## START Data rows

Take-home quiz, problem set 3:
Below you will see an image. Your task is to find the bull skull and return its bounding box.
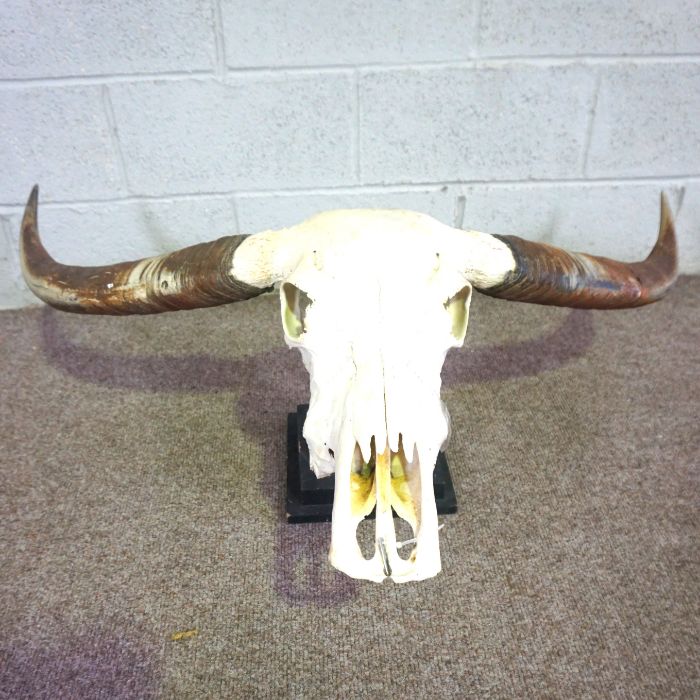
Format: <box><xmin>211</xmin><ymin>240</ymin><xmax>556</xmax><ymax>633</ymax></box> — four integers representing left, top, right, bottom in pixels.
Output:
<box><xmin>21</xmin><ymin>187</ymin><xmax>677</xmax><ymax>582</ymax></box>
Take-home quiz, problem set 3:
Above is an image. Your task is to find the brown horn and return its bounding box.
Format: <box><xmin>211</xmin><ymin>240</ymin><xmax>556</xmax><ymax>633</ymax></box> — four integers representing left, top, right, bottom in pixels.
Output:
<box><xmin>479</xmin><ymin>193</ymin><xmax>678</xmax><ymax>309</ymax></box>
<box><xmin>20</xmin><ymin>185</ymin><xmax>266</xmax><ymax>315</ymax></box>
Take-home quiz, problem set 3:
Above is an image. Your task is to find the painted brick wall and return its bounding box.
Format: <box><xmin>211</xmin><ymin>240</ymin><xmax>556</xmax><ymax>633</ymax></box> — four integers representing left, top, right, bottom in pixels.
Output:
<box><xmin>0</xmin><ymin>0</ymin><xmax>700</xmax><ymax>308</ymax></box>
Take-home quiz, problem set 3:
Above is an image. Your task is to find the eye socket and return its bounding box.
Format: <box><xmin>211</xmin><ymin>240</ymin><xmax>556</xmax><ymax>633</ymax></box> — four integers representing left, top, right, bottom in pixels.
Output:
<box><xmin>280</xmin><ymin>282</ymin><xmax>312</xmax><ymax>340</ymax></box>
<box><xmin>445</xmin><ymin>284</ymin><xmax>472</xmax><ymax>345</ymax></box>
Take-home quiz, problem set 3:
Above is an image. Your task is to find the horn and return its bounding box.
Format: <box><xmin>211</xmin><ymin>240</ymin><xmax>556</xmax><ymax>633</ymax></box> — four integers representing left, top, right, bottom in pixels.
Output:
<box><xmin>20</xmin><ymin>185</ymin><xmax>267</xmax><ymax>315</ymax></box>
<box><xmin>477</xmin><ymin>193</ymin><xmax>678</xmax><ymax>309</ymax></box>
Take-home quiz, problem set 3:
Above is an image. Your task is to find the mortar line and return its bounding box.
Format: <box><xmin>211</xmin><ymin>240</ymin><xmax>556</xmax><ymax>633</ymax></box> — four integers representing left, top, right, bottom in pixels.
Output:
<box><xmin>0</xmin><ymin>174</ymin><xmax>700</xmax><ymax>209</ymax></box>
<box><xmin>0</xmin><ymin>53</ymin><xmax>700</xmax><ymax>89</ymax></box>
<box><xmin>100</xmin><ymin>85</ymin><xmax>131</xmax><ymax>194</ymax></box>
<box><xmin>469</xmin><ymin>0</ymin><xmax>484</xmax><ymax>59</ymax></box>
<box><xmin>212</xmin><ymin>0</ymin><xmax>226</xmax><ymax>80</ymax></box>
<box><xmin>0</xmin><ymin>70</ymin><xmax>214</xmax><ymax>89</ymax></box>
<box><xmin>452</xmin><ymin>193</ymin><xmax>467</xmax><ymax>228</ymax></box>
<box><xmin>231</xmin><ymin>195</ymin><xmax>241</xmax><ymax>234</ymax></box>
<box><xmin>350</xmin><ymin>70</ymin><xmax>362</xmax><ymax>184</ymax></box>
<box><xmin>582</xmin><ymin>70</ymin><xmax>603</xmax><ymax>177</ymax></box>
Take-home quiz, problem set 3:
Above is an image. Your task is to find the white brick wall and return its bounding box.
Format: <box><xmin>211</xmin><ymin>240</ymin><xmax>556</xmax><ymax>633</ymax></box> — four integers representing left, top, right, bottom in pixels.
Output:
<box><xmin>0</xmin><ymin>0</ymin><xmax>700</xmax><ymax>308</ymax></box>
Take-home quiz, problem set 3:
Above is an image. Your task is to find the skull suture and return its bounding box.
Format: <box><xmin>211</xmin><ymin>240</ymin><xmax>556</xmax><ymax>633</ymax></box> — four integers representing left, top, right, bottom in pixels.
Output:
<box><xmin>21</xmin><ymin>188</ymin><xmax>677</xmax><ymax>582</ymax></box>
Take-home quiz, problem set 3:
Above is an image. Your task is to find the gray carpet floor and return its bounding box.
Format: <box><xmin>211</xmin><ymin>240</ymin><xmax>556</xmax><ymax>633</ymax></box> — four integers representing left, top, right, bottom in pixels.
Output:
<box><xmin>0</xmin><ymin>278</ymin><xmax>700</xmax><ymax>699</ymax></box>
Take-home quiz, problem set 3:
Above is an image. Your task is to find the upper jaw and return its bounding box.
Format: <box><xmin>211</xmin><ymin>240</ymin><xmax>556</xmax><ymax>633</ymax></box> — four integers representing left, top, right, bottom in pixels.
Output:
<box><xmin>329</xmin><ymin>433</ymin><xmax>441</xmax><ymax>583</ymax></box>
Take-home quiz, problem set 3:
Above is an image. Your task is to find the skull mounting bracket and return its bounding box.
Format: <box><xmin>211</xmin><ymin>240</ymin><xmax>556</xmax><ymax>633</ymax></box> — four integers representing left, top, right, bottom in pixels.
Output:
<box><xmin>286</xmin><ymin>404</ymin><xmax>457</xmax><ymax>523</ymax></box>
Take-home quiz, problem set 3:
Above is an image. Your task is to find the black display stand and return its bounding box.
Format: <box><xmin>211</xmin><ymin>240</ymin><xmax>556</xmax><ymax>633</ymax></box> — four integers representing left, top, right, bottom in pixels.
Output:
<box><xmin>287</xmin><ymin>404</ymin><xmax>457</xmax><ymax>523</ymax></box>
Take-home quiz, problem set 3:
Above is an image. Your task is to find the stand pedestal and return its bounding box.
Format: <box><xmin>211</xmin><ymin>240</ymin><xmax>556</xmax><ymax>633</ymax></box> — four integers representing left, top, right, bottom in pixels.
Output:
<box><xmin>287</xmin><ymin>404</ymin><xmax>457</xmax><ymax>523</ymax></box>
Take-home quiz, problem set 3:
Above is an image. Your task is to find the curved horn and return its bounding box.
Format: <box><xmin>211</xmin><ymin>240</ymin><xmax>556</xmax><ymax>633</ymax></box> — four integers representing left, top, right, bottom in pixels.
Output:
<box><xmin>20</xmin><ymin>185</ymin><xmax>266</xmax><ymax>315</ymax></box>
<box><xmin>477</xmin><ymin>193</ymin><xmax>678</xmax><ymax>309</ymax></box>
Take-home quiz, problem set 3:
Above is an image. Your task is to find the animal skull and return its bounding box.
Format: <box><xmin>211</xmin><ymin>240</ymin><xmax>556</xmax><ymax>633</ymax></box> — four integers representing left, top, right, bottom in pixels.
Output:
<box><xmin>21</xmin><ymin>188</ymin><xmax>677</xmax><ymax>582</ymax></box>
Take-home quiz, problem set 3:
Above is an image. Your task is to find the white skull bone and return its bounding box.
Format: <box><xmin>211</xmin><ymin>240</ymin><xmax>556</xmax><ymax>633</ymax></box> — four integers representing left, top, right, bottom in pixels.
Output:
<box><xmin>20</xmin><ymin>186</ymin><xmax>678</xmax><ymax>581</ymax></box>
<box><xmin>266</xmin><ymin>210</ymin><xmax>494</xmax><ymax>582</ymax></box>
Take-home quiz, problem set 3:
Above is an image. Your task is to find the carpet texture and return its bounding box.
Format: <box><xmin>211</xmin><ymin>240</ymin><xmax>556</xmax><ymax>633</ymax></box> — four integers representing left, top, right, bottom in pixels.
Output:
<box><xmin>0</xmin><ymin>278</ymin><xmax>700</xmax><ymax>699</ymax></box>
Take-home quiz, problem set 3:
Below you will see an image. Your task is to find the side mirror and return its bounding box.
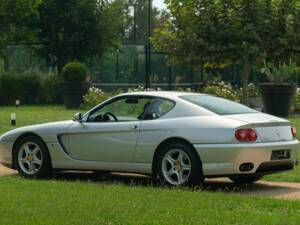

## END Data rows

• Requirement
Gather every line of the listing above that contains the string "Below", and copy each one out. Case counts.

• Finished task
Below you will see an image. Your task is to find the bull skull and return its bounding box.
Below you will see an image. Your task is to find the side mirror and return its bounding box.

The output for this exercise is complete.